> [Brief]: Copy out the data that follows exactly, leaving out no line.

Saved entries
┄┄┄┄┄┄┄┄┄┄
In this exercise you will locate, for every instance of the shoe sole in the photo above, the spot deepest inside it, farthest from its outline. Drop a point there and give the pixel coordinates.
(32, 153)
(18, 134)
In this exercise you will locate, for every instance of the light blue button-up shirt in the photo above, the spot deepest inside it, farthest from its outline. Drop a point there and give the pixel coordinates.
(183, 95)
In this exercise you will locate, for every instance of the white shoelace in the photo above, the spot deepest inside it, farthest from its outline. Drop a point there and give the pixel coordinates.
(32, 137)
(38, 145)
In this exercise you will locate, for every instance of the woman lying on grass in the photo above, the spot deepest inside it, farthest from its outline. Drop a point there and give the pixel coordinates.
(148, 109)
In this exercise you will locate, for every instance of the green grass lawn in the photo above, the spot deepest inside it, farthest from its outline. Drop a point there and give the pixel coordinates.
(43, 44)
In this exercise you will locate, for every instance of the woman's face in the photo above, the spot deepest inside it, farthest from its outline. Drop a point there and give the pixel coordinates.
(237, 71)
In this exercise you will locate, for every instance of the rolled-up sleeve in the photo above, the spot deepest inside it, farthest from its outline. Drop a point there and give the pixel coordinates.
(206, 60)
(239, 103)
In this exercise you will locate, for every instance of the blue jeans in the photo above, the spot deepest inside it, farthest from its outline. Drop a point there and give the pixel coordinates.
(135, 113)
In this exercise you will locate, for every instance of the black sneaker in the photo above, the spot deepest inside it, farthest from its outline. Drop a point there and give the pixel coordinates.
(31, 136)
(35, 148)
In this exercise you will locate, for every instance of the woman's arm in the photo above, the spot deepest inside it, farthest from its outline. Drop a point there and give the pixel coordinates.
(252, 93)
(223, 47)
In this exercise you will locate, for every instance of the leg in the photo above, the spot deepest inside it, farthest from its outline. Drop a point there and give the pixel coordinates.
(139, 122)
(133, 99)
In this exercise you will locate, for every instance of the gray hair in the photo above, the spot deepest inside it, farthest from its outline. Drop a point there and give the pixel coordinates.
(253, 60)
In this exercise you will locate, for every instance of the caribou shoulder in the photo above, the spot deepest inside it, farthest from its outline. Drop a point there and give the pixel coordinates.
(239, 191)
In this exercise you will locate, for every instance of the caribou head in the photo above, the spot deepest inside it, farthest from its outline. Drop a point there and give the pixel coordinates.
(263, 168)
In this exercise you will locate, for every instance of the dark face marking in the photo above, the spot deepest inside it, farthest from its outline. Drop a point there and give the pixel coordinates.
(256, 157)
┄┄┄┄┄┄┄┄┄┄
> [Answer to this exercise]:
In this exercise you will locate, for every instance of the shoe sole in the photo above, the spot deepest inside it, farthest from its outline. Drop a point there and give the pixel coordinates.
(32, 153)
(18, 134)
In this exercise you will locate, for every instance of the light blue button-up shirt in the photo above, the spot deepest inside it, farthest from its outline. Drop a point there and give the pixel coordinates.
(183, 95)
In this exercise you will locate, for every instance of the white shoelace in the photo above, the spot deepest inside it, farthest from its outline. Drop a point there and give the pixel coordinates.
(32, 137)
(38, 145)
In this exercise you will locate, for every instance of the woman lying on grass in the photo above, the spot deepest inside it, farthest from its outline. Drop a point there and give the pixel coordinates.
(148, 109)
In this exercise you will locate, for every instance of the green grass lawn in the photo above, the spot deepest inside it, farthest from its outline. Drop a point there and give the pixel coordinates.
(43, 44)
In this exercise you will locate, for every instance of the woman's face in the photo above, the spot deepest inside it, farthest from its outline. Drop a point there and give the pixel coordinates.
(237, 71)
In this exercise you will locate, for every instance of the rolled-up sleeve in the photo above, the spot deepest inside it, farthest from its outline. Drop a point there and give the pixel coordinates.
(206, 60)
(239, 103)
In this exercise you will locate, for every instance of the blue jeans in the photo above, the spot deepest inside it, farthest from its outline. Drop a point there and give the pixel coordinates.
(135, 113)
In this exercise you will locate, for every instance of the black sneaker in the photo above, the spot deepest inside it, farthest from its outline. Drop a point there and give the pixel coordinates.
(31, 136)
(35, 148)
In this exercise you will locate, for every instance of the woman's arm in the photo above, the spot deepest inside it, farthest from its outline. Drop a point there and give the pixel coordinates.
(252, 93)
(223, 47)
In this exercise you will locate, for every instance of the leg in the photo above, the spot deepest inside it, farthest from its outline. Drop a point there and give the pixel coordinates.
(139, 122)
(133, 99)
In this exercise you will locate, for every instance of the gray hair in the photo above, the spot deepest inside it, farthest from its outline. Drop a point there and give the pixel coordinates.
(253, 60)
In this exercise you will locate, for every instance of the caribou shoulder in the photo above, the spot deepest inside it, farthest from its outline. Drop a point there and give the pixel coordinates.
(239, 191)
In this exercise you will locate, for every instance of the caribou head in the photo above, the spot deepest inside it, farthest from its outline. Drop a point there and give the pixel coordinates.
(263, 168)
In this exercise you will locate, for every instance of the dark face marking in the photo above, the spot deepest inside it, farthest from its outline. Drop a point there and give the pixel coordinates.
(256, 157)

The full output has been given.